Série de tâches:
1. D'après le texte sur la non-discrimination génétique, quelle est l'amende maximale encourue par un assureur qui exige un test génétique pour accorder un contrat d'assurance ?
2. Prolongez le texte sur la non-discrimination génétique en reprenant juste après sa dernière phrase.

Extrait retenu:

Le parlement canadien aura plein pouvoir d’appliquer la loi fédéral S-201 sur la non-discrimination génétique, a décidé la Cour suprême du Canada, dans un jugement qu’elle a rendu le 22 juillet 2020. Cette loi prescrit que l’on ne puisse obliger une personne à se soumettre à un test génétique ou à en communiquer les résultats comme condition requise à l’obtention d’un bien ou d’un service.
La loi défend aussi à l’assureur de recueillir, utiliser ou divulguer les résultats sans le consentement écrit et éclairé de l’assuré, selon l’article.
Un assureur qui exige un test génétique ou en demande les résultats comme condition à l’obtention d’un contrat d’assurance commet une infraction passible d’une amende maximale de 1M$ ou d’une peine d’emprisonnement d’une durée maximale de cinq ans, rappelle un article de la firme d’avocats McMillan publié sur la plateforme d’information Mondaq, dont le Portail de l’assurance a obtenu copie.
Revers pour la cour d’appel du Québec
Il s’agit d’un revers pour la Cour d’appel du Québec après une saga amorcée le 4 mai 2017 lorsque le projet de loi du Parti libéral du Canada a obtenu la sanction royale. L’ex-ministre de la Justice Jody Wilson-Raybould avait indiqué que le gouvernement souhaitait demander à la Cour suprême d’en vérifier la constitutionnalité.

Données fournies:
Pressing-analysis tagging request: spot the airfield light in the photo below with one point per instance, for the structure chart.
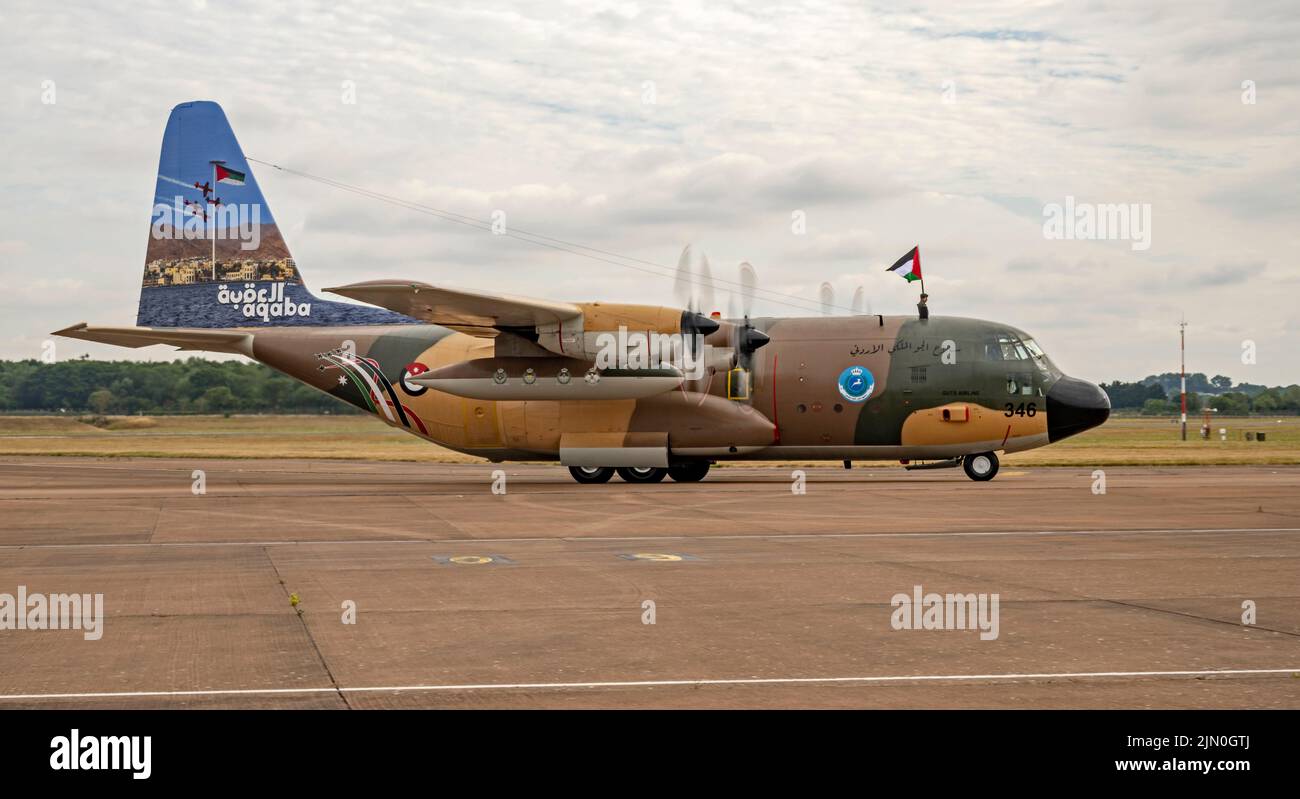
(1182, 370)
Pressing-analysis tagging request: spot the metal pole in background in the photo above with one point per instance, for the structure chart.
(1182, 368)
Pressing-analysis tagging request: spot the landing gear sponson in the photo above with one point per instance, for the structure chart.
(683, 473)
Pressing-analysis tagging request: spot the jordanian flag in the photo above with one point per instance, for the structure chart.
(909, 265)
(229, 176)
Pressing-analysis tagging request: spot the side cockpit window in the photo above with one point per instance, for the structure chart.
(1005, 347)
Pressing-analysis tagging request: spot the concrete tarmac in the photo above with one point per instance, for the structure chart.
(1130, 598)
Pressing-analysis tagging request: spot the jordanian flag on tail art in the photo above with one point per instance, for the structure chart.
(909, 265)
(229, 176)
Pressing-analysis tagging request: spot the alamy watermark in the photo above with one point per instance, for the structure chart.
(921, 611)
(53, 612)
(1092, 221)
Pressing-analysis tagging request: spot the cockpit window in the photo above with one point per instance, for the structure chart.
(1005, 346)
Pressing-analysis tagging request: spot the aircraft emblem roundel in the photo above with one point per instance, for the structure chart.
(414, 369)
(857, 383)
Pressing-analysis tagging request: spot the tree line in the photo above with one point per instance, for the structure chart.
(1158, 394)
(185, 386)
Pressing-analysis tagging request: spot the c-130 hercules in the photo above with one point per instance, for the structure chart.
(512, 378)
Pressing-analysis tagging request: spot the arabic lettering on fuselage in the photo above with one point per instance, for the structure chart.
(901, 346)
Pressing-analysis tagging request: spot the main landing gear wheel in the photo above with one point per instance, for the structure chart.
(689, 473)
(592, 474)
(980, 467)
(641, 474)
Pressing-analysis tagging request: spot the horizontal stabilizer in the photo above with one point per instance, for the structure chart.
(464, 311)
(181, 338)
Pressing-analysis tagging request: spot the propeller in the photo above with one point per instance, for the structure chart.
(694, 325)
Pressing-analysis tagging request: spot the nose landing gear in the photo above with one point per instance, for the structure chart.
(592, 474)
(980, 467)
(641, 474)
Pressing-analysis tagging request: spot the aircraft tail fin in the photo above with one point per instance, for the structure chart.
(216, 256)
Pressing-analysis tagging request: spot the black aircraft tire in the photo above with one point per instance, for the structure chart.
(592, 474)
(689, 473)
(980, 467)
(641, 474)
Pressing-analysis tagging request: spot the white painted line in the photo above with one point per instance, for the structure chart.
(650, 684)
(633, 538)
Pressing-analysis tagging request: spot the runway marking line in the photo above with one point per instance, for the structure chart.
(623, 538)
(641, 684)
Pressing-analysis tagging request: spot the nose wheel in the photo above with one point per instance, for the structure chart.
(980, 467)
(641, 474)
(592, 474)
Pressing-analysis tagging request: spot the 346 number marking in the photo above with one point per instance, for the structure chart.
(1022, 409)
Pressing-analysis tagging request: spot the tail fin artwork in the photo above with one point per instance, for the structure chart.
(216, 257)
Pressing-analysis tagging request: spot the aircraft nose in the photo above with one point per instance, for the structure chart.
(1075, 405)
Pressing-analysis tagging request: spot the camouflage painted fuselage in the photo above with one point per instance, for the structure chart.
(944, 387)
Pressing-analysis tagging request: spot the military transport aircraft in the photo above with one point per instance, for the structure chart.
(515, 378)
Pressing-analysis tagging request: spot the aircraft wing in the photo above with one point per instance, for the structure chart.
(181, 338)
(476, 313)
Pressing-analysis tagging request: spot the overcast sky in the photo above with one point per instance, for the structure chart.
(638, 130)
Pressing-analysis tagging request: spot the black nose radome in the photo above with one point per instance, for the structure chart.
(1075, 405)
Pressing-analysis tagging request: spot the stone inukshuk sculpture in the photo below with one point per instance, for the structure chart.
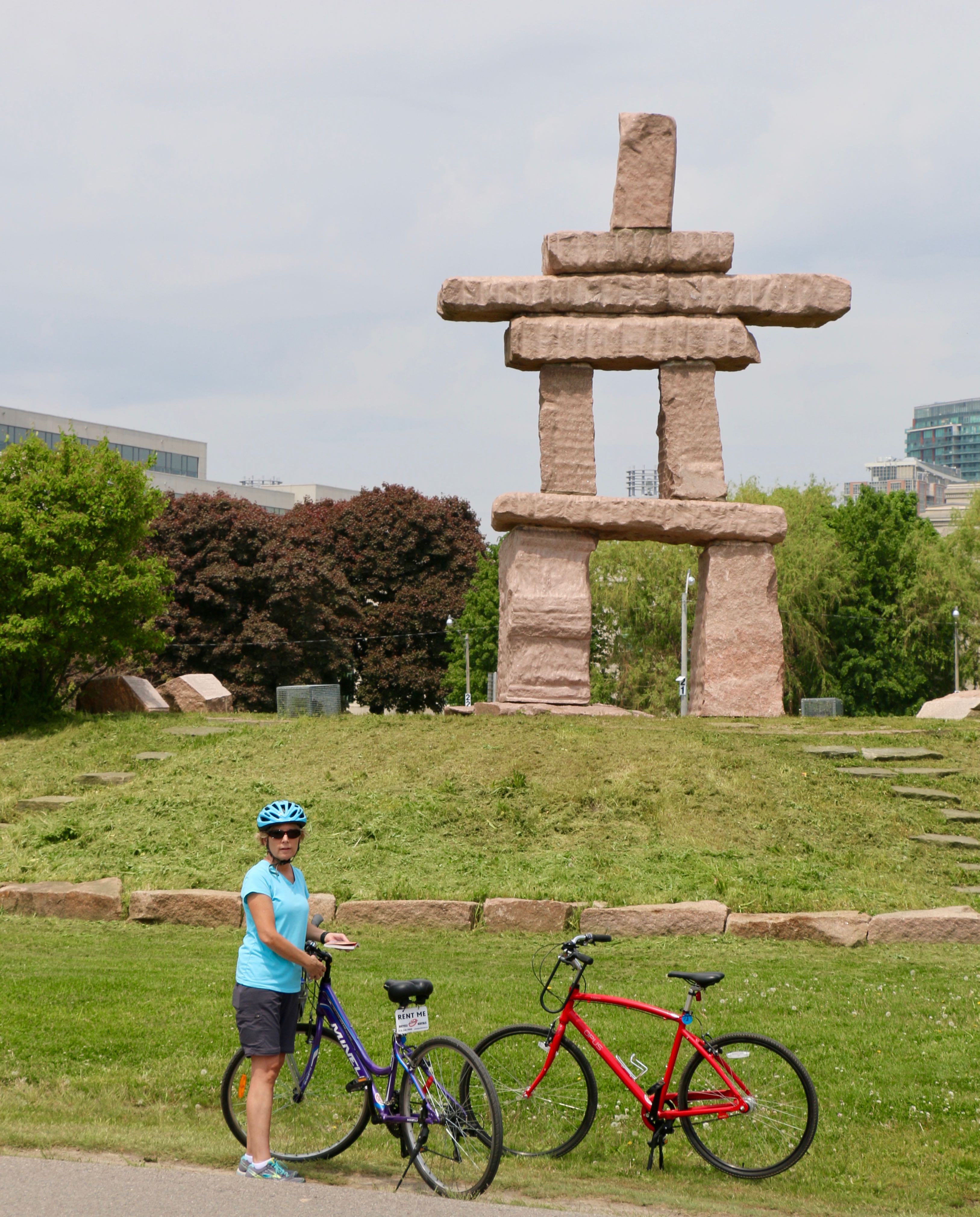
(639, 296)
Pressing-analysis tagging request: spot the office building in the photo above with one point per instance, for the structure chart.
(927, 483)
(182, 465)
(643, 484)
(948, 434)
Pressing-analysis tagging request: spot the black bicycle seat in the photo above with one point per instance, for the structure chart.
(402, 992)
(701, 979)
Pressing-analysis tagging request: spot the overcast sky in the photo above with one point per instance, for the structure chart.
(230, 222)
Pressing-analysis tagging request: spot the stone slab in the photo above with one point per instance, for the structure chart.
(900, 755)
(954, 706)
(797, 301)
(566, 430)
(628, 344)
(96, 901)
(690, 463)
(540, 917)
(860, 772)
(545, 616)
(957, 843)
(197, 731)
(841, 929)
(196, 906)
(956, 924)
(644, 194)
(923, 793)
(595, 710)
(652, 920)
(420, 914)
(737, 648)
(45, 803)
(118, 694)
(636, 251)
(674, 521)
(197, 693)
(325, 905)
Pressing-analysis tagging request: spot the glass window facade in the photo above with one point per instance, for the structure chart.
(166, 463)
(948, 434)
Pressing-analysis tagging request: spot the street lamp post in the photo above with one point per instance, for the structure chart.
(956, 650)
(683, 677)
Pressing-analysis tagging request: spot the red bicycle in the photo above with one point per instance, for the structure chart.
(746, 1104)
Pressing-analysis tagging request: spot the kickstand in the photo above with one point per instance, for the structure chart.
(424, 1136)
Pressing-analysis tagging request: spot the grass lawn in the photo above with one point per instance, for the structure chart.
(115, 1037)
(624, 811)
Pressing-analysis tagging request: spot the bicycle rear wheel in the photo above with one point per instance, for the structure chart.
(458, 1156)
(329, 1118)
(562, 1107)
(781, 1124)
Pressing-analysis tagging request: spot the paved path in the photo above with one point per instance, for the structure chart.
(39, 1187)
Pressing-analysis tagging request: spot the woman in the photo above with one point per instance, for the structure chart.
(271, 970)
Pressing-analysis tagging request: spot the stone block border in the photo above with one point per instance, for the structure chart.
(102, 900)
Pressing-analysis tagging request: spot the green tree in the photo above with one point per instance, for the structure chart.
(815, 575)
(481, 620)
(636, 622)
(77, 594)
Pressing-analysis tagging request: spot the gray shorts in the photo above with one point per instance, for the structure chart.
(267, 1020)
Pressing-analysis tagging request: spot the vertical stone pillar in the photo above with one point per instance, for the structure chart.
(737, 649)
(690, 465)
(545, 616)
(566, 430)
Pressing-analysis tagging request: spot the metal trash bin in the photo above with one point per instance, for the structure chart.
(293, 701)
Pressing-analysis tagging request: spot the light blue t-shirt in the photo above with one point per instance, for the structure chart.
(259, 967)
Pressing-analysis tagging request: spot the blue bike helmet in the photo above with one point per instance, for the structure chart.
(284, 811)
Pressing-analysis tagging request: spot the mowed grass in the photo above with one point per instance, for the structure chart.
(623, 811)
(116, 1036)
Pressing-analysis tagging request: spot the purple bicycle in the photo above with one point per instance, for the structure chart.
(437, 1097)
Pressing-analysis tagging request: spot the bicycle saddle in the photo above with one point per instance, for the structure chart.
(402, 992)
(701, 979)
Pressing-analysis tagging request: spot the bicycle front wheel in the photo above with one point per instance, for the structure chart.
(325, 1121)
(562, 1107)
(782, 1119)
(458, 1153)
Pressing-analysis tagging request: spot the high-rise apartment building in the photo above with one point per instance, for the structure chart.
(180, 465)
(948, 434)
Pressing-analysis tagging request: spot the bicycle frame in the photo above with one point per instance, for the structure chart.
(737, 1104)
(330, 1011)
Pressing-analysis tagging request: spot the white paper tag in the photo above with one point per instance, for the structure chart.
(412, 1018)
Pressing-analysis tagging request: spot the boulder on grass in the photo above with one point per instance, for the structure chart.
(841, 929)
(419, 914)
(959, 923)
(195, 906)
(199, 693)
(650, 920)
(108, 695)
(96, 901)
(542, 917)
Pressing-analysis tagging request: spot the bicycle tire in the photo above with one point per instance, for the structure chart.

Réponses aux tâches:
1. Une amende maximale de 1M$.

2.
L’industrie n’avait pas attendu la sanction de S-201 pour se préparer. Dès janvier 2017, l’Association canadienne des compagnies d’assurance de personnes (ACCAP) s’était engagée au nom de ses membres à ne pas demander ni utiliser les renseignements issus de tests génétiques, pour les propositions d’assurance vie de 250 000 $ ou moins.
En janvier 2019, la Cour d’appel du Québec avait déclaré inconstitutionnels sept articles de cette loi. Une démarche dans laquelle l'ACCAP-Québec appuyait l'industrie au Québec dans ses représentations devant la Cour.
Selon la Cour d’appel du Québec, le choix des facteurs d’évaluation du risque et celui des types de renseignements qu’un assureur peut requérir à la fin d’évaluer le risque d’un assuré font partie depuis toujours d’une compétence provinciale exclusive. La Cour d’appel a en outre vu dans S-201 une ingérence du Parlement du Canada en matière de droit criminel dans les champs de compétence du gouvernement du Québec, explique la firme d’avocats.
Hausse des primes d’assurance
La Cour suprême a écarté les arguments de la Cour d’appel du Québec sur la prépondérance des compétences provinciales. L’article de McMillan signale que le plus haut tribunal du pays reconnait que de sa décision pourrait avoir l’effet de faire augmenter les primes d’assurance pour tous.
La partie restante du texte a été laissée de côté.